::: Given entries

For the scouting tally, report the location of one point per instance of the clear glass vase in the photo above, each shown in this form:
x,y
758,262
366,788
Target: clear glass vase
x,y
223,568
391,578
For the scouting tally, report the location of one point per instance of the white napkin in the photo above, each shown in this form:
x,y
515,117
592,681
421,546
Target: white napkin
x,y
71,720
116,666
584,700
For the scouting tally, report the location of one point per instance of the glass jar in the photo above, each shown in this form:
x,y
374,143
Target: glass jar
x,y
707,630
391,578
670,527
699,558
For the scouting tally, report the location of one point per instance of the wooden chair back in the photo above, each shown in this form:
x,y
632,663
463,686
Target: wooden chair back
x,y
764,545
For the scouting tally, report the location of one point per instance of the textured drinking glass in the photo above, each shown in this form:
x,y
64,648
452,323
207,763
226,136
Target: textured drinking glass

::::::

Work required ▸
Copy all of the rows above word for word, keeping every line and its order unchanged.

Solution for this problem ▸
For the scouting tally, report the location of one point per instance of the clear glass vase in the photo above, each shown in this form:
x,y
758,262
366,788
Target: clear glass vase
x,y
223,568
391,578
For the scouting tally, report the location of one point per instance of the white napkin in the photo above, each shown in this form:
x,y
515,117
592,681
421,546
Target: white napkin
x,y
71,720
116,666
584,700
For the scouting tally, report the location of one point per instance of the glass jar in the photo above, each shown in this form:
x,y
374,143
Target: glass jar
x,y
707,630
391,578
670,527
699,558
For the scouting tally, report the location of one point per instance of the wooden chair back in the photo above, each shown in this form:
x,y
632,663
463,686
Target: wooden chair back
x,y
764,545
For the scouting tally, report the location of one point per instance of the textured drinking glass in the photo above, each shown in this form:
x,y
64,648
452,323
207,763
226,136
Target: textured drinking glass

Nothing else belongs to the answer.